# You and your Kindle! ;)



## schuttziejr (May 25, 2010)

Anyone have any pictures they'd like to share of them and their Kindles? I love seeing pictures like that  Wish I had a camera to take one of myself to upload, but sadly my camera decided to die on me. Figures.  Please share, thank you!


----------



## Earamas (Jun 6, 2011)

*Serendipity (noun). Seeing your Sci-Fi book on the Kindle display at Target. *










*Gary Wayne Clark*​


----------



## Morf (Nov 18, 2010)

From my Dead Authors thread http://www.kboards.com/index.php/topic,71784.msg1158218.html#msg1158218.

I took a trip to Blackpool, and took Harriet Beecher Stowe to visit a pub that she might like the name of:










I took her in and she enjoyed my pint with me...










and we even paused on the way out to enjoy the glorious Blackpool weather (while being attacked by a Dalek)...










(Yes, that really is a Dalek and a Tardis hanging on the lamp-posts, part of the Blackpool Illuminations - http://en.wikipedia.org/wiki/Blackpool_Illuminations.)

======

**WHAT YOU NEED TO DO**
Transcribe the part of the Kindle forum thread starting with "From my Dead" and going on through "pint with me...".

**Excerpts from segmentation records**

======

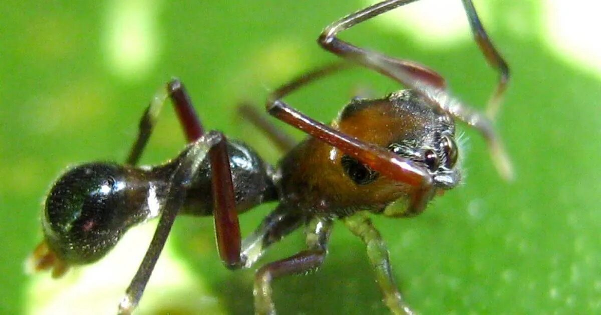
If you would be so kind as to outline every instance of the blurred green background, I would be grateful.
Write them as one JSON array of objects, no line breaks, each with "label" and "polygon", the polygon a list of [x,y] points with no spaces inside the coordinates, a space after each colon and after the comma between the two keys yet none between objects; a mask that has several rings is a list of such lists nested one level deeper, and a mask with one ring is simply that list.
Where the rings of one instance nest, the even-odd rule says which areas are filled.
[{"label": "blurred green background", "polygon": [[[453,2],[460,12],[460,2]],[[464,126],[469,138],[465,184],[415,218],[374,219],[389,245],[395,277],[423,314],[599,313],[599,71],[558,53],[572,47],[567,41],[565,47],[561,41],[549,44],[549,34],[563,30],[546,24],[551,1],[474,2],[512,70],[497,125],[517,178],[502,181],[482,139]],[[437,37],[417,28],[430,23],[433,28],[438,18],[416,13],[403,16],[404,24],[401,17],[382,17],[343,37],[436,69],[455,94],[483,107],[495,73],[471,40],[465,18],[429,3],[431,13],[438,14],[432,16],[451,17],[459,35]],[[249,100],[260,107],[278,84],[335,60],[315,43],[317,35],[365,5],[359,0],[0,4],[0,312],[116,310],[152,226],[136,229],[106,259],[65,278],[28,276],[23,262],[40,239],[40,203],[52,181],[73,163],[123,160],[144,106],[173,76],[186,84],[208,128],[248,142],[275,163],[278,152],[237,116],[237,103]],[[412,23],[415,28],[407,27]],[[354,91],[383,95],[398,88],[355,70],[288,100],[329,121]],[[165,108],[145,163],[172,157],[184,144],[172,110]],[[243,215],[243,232],[273,206]],[[212,225],[210,218],[176,221],[141,313],[252,312],[253,271],[233,272],[221,265]],[[303,245],[296,233],[258,265]],[[317,272],[278,281],[274,291],[281,314],[388,312],[364,247],[341,224]]]}]

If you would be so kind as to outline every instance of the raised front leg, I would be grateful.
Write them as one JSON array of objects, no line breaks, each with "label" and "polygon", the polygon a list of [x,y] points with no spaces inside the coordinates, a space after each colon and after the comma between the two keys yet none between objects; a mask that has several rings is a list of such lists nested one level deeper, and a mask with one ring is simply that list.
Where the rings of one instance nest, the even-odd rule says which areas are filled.
[{"label": "raised front leg", "polygon": [[126,164],[138,164],[168,97],[171,99],[189,143],[194,142],[204,133],[203,124],[198,119],[183,83],[179,79],[174,79],[159,89],[142,115],[138,137],[130,150]]},{"label": "raised front leg", "polygon": [[301,274],[317,268],[328,253],[327,244],[332,229],[332,220],[314,218],[307,226],[308,249],[288,258],[266,265],[255,275],[255,313],[275,314],[272,298],[271,283],[284,275]]},{"label": "raised front leg", "polygon": [[[327,27],[318,41],[322,47],[333,53],[373,69],[417,91],[433,106],[441,108],[476,128],[486,139],[499,173],[505,179],[511,179],[513,173],[511,163],[489,118],[453,98],[445,90],[442,77],[414,62],[361,48],[341,40],[337,37],[339,32],[356,24],[415,1],[387,0],[350,14]],[[488,116],[492,119],[498,111],[507,88],[509,68],[486,34],[471,0],[462,1],[472,32],[480,50],[489,64],[499,73],[499,81],[488,106]]]},{"label": "raised front leg", "polygon": [[371,220],[364,212],[358,212],[343,221],[350,232],[365,243],[367,257],[376,272],[376,281],[384,296],[384,302],[390,311],[397,314],[413,314],[398,292],[392,276],[388,250],[380,232],[371,224]]}]

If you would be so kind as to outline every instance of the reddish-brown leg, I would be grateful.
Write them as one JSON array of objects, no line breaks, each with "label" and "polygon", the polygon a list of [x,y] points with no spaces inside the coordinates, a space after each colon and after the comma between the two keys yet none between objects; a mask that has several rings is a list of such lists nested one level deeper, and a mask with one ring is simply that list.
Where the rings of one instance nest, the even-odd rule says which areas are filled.
[{"label": "reddish-brown leg", "polygon": [[264,117],[264,113],[259,112],[252,105],[243,103],[238,107],[240,115],[248,119],[266,136],[282,152],[286,152],[296,145],[296,141],[287,133],[278,128]]},{"label": "reddish-brown leg", "polygon": [[[171,100],[188,142],[196,141],[204,134],[202,123],[183,83],[179,79],[174,79],[166,84],[166,88],[159,89],[144,111],[140,120],[138,138],[127,158],[127,164],[137,164],[168,97]],[[219,255],[227,266],[237,265],[241,242],[240,226],[225,142],[211,149],[210,158],[215,203],[213,214]]]},{"label": "reddish-brown leg", "polygon": [[203,124],[198,119],[186,88],[179,79],[174,79],[167,83],[166,86],[157,91],[144,110],[140,119],[138,137],[130,150],[126,164],[138,164],[167,97],[171,100],[188,143],[194,142],[203,135]]},{"label": "reddish-brown leg", "polygon": [[419,213],[433,193],[432,179],[426,169],[383,148],[349,137],[317,122],[279,100],[305,85],[349,67],[347,64],[334,64],[299,76],[271,94],[266,104],[267,110],[278,119],[338,148],[383,175],[415,187],[415,193],[407,215]]},{"label": "reddish-brown leg", "polygon": [[[236,226],[237,217],[231,216],[230,211],[235,211],[235,208],[230,208],[235,205],[232,197],[231,177],[229,167],[226,168],[223,165],[224,161],[228,161],[224,145],[225,141],[225,138],[221,133],[207,133],[191,143],[185,153],[178,158],[178,165],[173,173],[171,185],[168,191],[166,202],[159,224],[140,266],[119,305],[120,314],[130,314],[139,302],[175,217],[183,205],[188,187],[197,176],[201,162],[207,157],[211,158],[212,167],[215,167],[213,169],[213,192],[215,193],[214,211],[220,254],[222,257],[225,257],[226,263],[231,266],[236,264],[236,259],[232,258],[232,256],[237,251],[237,260],[239,260],[240,230]],[[207,157],[207,155],[210,156]],[[213,158],[215,161],[212,160]],[[225,164],[228,165],[229,163],[225,162]],[[230,184],[229,187],[227,184]],[[219,220],[222,223],[219,221]],[[235,230],[227,230],[227,229],[231,225],[236,226],[236,228],[232,229]],[[236,239],[236,235],[237,235],[237,239]]]}]

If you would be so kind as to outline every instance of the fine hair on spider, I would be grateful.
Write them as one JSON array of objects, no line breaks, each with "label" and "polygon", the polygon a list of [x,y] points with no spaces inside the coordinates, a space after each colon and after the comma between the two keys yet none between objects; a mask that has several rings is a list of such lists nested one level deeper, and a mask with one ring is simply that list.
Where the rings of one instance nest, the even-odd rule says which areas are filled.
[{"label": "fine hair on spider", "polygon": [[[159,89],[142,115],[137,139],[124,164],[85,163],[67,170],[53,184],[42,214],[44,239],[30,262],[35,271],[59,277],[72,266],[104,257],[130,227],[158,217],[140,266],[118,305],[131,313],[178,214],[215,218],[219,256],[231,269],[251,268],[271,244],[304,227],[307,248],[258,269],[254,281],[257,314],[274,314],[273,279],[314,270],[328,253],[333,223],[340,220],[367,247],[370,263],[395,314],[412,313],[398,292],[385,244],[368,215],[407,217],[421,213],[435,196],[462,178],[455,121],[486,140],[501,175],[511,165],[492,119],[509,79],[508,67],[493,46],[471,0],[462,0],[476,42],[499,80],[488,115],[453,97],[444,79],[416,62],[369,50],[339,39],[338,33],[416,0],[382,1],[326,28],[318,39],[341,62],[317,68],[274,90],[266,102],[272,116],[310,136],[297,143],[255,107],[240,113],[284,155],[276,165],[249,146],[218,131],[206,131],[182,83]],[[282,99],[319,79],[353,65],[374,70],[407,89],[380,98],[355,98],[331,126],[293,109]],[[150,167],[136,166],[163,104],[171,100],[188,144],[175,158]],[[255,206],[278,205],[242,239],[238,215]],[[388,206],[400,201],[403,208]]]}]

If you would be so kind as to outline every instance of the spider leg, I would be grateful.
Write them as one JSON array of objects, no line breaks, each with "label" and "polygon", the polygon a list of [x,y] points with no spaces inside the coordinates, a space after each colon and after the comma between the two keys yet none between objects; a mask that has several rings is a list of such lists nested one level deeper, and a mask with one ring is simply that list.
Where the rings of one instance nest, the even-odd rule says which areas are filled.
[{"label": "spider leg", "polygon": [[[236,230],[237,228],[237,231],[231,231],[228,230],[228,226],[227,224],[218,223],[220,220],[219,218],[220,215],[227,217],[232,211],[235,213],[235,208],[230,208],[233,205],[235,206],[234,199],[233,198],[231,200],[228,199],[233,195],[233,188],[231,185],[231,174],[228,173],[229,163],[226,163],[228,166],[227,169],[222,167],[222,165],[219,166],[224,162],[222,160],[224,157],[224,154],[226,158],[227,157],[227,152],[225,152],[225,146],[224,145],[225,141],[225,137],[221,133],[210,131],[191,143],[184,154],[179,158],[178,165],[173,173],[172,184],[166,197],[166,201],[163,206],[159,224],[140,266],[127,287],[125,296],[119,305],[120,314],[130,314],[139,302],[157,260],[169,236],[175,217],[183,205],[187,190],[197,175],[202,161],[207,157],[210,158],[213,167],[213,191],[216,191],[216,189],[217,192],[215,195],[215,215],[220,255],[226,264],[233,265],[239,261],[240,242],[239,227],[236,226],[232,229]],[[228,177],[230,178],[229,182],[227,181]],[[229,187],[228,184],[230,184]],[[216,188],[216,187],[221,188]],[[230,191],[228,191],[228,190]],[[223,213],[219,214],[219,212]],[[231,219],[231,218],[228,218]],[[237,217],[234,218],[235,224],[237,224]],[[227,220],[225,221],[228,222]],[[220,224],[222,224],[221,227]],[[220,232],[220,227],[225,232],[224,230]],[[231,243],[224,245],[223,242],[231,242]],[[236,256],[233,254],[236,250],[238,252],[237,257],[231,258],[232,256]]]},{"label": "spider leg", "polygon": [[343,219],[344,225],[359,236],[367,247],[370,263],[376,272],[376,281],[384,296],[384,302],[393,314],[413,314],[398,292],[388,257],[388,250],[380,232],[364,212]]},{"label": "spider leg", "polygon": [[322,265],[328,254],[332,223],[331,219],[313,218],[305,230],[308,249],[266,265],[257,271],[254,290],[256,314],[275,314],[271,287],[275,278],[314,270]]},{"label": "spider leg", "polygon": [[203,124],[183,83],[179,79],[174,79],[157,91],[142,115],[138,136],[130,150],[126,164],[138,164],[168,97],[171,99],[188,142],[193,142],[204,133]]}]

======

**SOLUTION FOR THIS TASK**
From my Dead Authors thread http://www.kboards.com/index.php/topic,71784.msg1158218.html#msg1158218.

I took a trip to Blackpool, and took Harriet Beecher Stowe to visit a pub that she might like the name of:










I took her in and she enjoyed my pint with me...